→ DATA ENTRIES
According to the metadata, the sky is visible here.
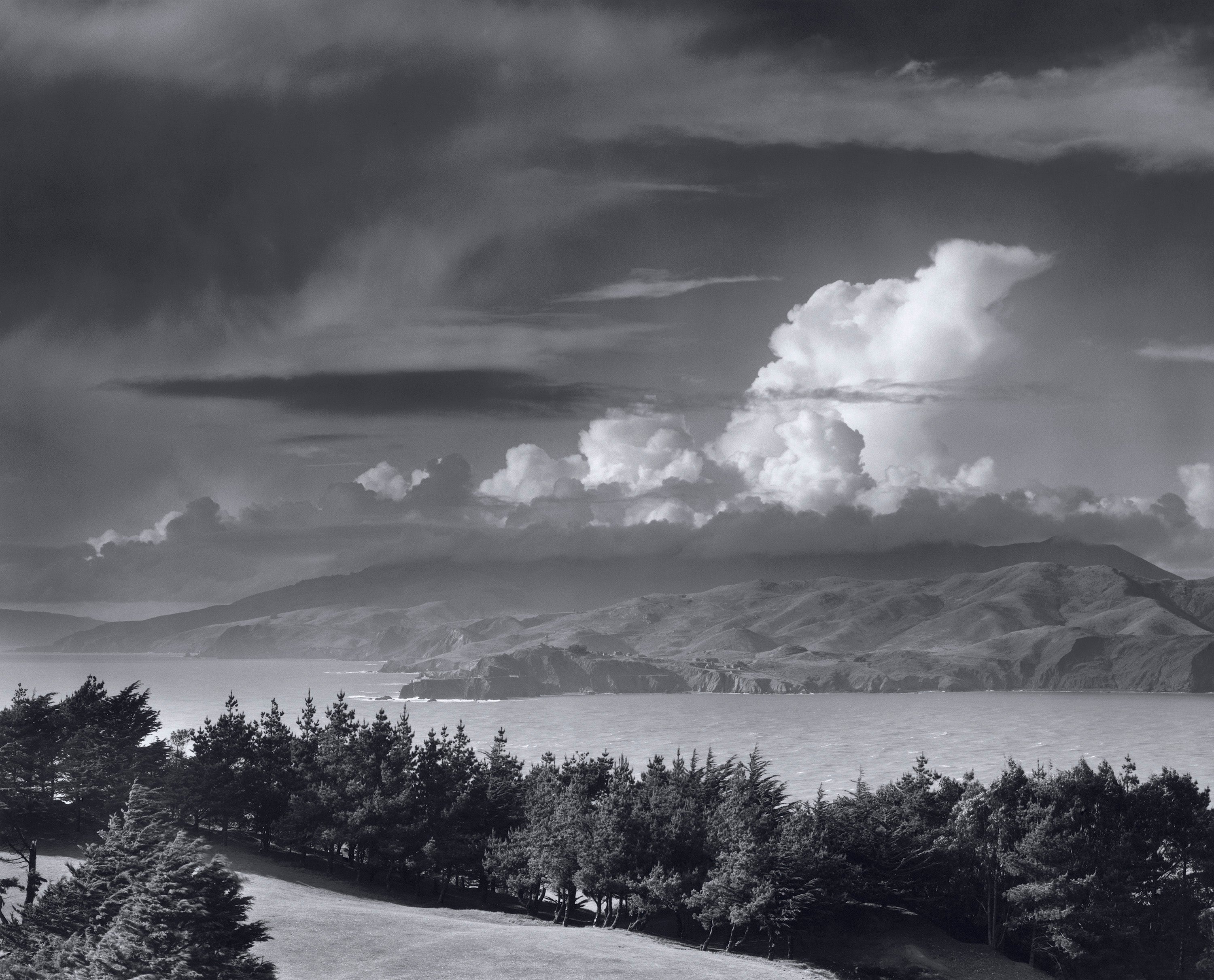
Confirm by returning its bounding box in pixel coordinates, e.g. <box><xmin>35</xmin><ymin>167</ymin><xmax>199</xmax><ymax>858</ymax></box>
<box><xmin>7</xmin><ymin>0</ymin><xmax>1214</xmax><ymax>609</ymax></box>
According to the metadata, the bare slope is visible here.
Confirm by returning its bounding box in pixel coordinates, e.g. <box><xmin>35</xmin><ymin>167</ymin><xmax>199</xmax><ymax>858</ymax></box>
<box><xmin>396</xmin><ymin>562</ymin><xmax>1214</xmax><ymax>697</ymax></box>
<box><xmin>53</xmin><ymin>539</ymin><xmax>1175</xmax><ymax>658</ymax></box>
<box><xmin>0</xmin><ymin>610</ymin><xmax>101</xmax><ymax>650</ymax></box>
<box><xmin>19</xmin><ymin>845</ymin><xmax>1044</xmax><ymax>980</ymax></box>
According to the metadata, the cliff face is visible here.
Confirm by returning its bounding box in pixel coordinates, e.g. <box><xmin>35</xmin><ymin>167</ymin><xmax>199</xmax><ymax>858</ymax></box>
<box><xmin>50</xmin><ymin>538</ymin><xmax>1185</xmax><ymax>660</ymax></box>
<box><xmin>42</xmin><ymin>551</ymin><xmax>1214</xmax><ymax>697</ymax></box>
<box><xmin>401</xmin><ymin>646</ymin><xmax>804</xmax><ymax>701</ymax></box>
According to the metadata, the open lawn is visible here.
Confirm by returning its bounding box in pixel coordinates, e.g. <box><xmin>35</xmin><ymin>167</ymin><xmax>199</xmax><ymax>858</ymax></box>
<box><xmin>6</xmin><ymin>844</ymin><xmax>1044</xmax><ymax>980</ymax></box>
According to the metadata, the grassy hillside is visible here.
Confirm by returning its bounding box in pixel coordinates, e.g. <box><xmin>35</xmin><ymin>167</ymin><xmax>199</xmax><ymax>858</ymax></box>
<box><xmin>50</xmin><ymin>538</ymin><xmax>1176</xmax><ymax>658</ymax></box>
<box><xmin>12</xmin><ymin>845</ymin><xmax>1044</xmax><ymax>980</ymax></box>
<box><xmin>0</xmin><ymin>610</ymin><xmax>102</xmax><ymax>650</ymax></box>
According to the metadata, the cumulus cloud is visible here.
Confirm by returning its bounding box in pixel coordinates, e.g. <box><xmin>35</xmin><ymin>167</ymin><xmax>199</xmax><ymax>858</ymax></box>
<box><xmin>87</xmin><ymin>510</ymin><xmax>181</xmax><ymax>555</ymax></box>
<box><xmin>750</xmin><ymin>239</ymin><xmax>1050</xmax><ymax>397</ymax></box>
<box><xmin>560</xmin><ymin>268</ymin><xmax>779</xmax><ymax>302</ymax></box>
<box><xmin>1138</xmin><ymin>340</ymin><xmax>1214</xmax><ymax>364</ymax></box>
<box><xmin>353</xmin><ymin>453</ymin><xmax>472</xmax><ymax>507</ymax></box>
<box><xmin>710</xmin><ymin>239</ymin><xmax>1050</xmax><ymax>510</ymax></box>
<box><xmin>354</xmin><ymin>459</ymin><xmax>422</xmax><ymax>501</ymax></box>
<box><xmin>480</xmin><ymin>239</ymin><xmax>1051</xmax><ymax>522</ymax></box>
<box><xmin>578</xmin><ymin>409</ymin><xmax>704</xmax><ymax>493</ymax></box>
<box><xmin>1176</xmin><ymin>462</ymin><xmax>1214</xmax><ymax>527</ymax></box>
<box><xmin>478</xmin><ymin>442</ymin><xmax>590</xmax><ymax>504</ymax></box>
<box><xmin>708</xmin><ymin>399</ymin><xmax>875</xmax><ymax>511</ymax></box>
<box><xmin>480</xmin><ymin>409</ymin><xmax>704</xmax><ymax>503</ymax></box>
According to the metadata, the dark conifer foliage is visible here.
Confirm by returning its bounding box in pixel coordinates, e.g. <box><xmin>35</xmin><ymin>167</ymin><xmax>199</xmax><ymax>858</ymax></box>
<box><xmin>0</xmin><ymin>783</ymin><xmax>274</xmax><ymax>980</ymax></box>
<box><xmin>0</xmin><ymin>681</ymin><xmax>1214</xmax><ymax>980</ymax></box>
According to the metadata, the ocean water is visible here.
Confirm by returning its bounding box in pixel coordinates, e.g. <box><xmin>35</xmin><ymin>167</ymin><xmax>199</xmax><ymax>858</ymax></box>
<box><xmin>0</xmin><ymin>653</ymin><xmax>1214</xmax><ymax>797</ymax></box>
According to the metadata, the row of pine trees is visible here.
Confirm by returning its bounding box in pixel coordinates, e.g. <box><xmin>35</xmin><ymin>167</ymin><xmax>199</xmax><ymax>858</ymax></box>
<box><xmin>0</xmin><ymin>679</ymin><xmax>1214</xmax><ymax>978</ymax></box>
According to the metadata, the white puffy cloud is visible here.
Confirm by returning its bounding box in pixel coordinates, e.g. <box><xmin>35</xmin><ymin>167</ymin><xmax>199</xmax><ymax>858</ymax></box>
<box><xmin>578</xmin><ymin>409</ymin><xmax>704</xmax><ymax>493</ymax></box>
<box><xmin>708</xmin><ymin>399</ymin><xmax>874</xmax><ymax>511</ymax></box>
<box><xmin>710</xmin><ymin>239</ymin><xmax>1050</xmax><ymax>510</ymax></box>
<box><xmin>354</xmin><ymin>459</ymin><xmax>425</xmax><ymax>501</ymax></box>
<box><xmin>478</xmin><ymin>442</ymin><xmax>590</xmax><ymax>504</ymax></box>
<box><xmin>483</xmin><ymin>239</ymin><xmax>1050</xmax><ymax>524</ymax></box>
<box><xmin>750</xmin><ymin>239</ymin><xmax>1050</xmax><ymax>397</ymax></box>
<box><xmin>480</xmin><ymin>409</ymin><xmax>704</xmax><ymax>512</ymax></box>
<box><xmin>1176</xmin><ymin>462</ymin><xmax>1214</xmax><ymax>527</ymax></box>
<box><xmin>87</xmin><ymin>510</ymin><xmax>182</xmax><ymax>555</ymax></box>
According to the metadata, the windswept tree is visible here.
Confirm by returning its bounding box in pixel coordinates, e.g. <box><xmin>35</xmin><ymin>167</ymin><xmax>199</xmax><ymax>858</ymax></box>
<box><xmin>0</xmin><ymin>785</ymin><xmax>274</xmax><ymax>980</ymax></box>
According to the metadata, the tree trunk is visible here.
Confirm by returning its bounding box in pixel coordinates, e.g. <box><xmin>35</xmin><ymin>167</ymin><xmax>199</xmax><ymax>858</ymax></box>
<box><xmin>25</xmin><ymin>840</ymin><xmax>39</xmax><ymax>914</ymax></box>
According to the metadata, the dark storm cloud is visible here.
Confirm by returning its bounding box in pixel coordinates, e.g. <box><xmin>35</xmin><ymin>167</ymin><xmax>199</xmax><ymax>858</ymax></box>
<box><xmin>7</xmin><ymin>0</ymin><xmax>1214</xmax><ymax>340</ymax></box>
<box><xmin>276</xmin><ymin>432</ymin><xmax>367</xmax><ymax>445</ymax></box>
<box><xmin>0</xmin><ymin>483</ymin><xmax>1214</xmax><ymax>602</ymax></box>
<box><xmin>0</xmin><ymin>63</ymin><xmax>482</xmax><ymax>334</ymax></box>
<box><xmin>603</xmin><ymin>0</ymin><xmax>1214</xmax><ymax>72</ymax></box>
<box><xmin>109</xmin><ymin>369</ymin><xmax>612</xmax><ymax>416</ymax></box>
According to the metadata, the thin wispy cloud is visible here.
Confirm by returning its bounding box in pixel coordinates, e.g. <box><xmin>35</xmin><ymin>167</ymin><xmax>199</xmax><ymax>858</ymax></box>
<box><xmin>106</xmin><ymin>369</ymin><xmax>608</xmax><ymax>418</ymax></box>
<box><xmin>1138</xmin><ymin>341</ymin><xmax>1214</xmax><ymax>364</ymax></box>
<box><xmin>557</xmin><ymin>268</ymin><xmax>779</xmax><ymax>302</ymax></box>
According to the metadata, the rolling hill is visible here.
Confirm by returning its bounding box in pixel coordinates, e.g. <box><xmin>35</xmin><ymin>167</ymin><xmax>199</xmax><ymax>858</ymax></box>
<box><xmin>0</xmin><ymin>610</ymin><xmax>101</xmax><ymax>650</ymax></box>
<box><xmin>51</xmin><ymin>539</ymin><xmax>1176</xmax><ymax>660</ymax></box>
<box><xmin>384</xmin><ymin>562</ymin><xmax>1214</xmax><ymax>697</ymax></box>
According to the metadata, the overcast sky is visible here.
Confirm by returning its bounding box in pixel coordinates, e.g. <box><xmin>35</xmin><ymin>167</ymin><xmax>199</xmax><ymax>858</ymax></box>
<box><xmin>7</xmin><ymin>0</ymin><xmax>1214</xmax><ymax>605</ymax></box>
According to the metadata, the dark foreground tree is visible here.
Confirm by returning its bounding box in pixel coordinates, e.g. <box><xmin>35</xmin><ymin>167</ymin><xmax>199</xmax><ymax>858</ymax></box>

→ DO THIS
Quote the records word for word, starting at the line that contains "According to the metadata, the overcast" and ending at the final line of the records.

→ REPLY
According to the metadata, the overcast sky is visible here.
Confirm by returning its bounding box in pixel coordinates, e.g. <box><xmin>35</xmin><ymin>167</ymin><xmax>199</xmax><ymax>858</ymax></box>
<box><xmin>7</xmin><ymin>0</ymin><xmax>1214</xmax><ymax>605</ymax></box>
According to the metadata, the dark foreground tree is visible here.
Confirm by returning its bounding box in pixel coordinates, e.g. <box><xmin>35</xmin><ymin>167</ymin><xmax>199</xmax><ymax>858</ymax></box>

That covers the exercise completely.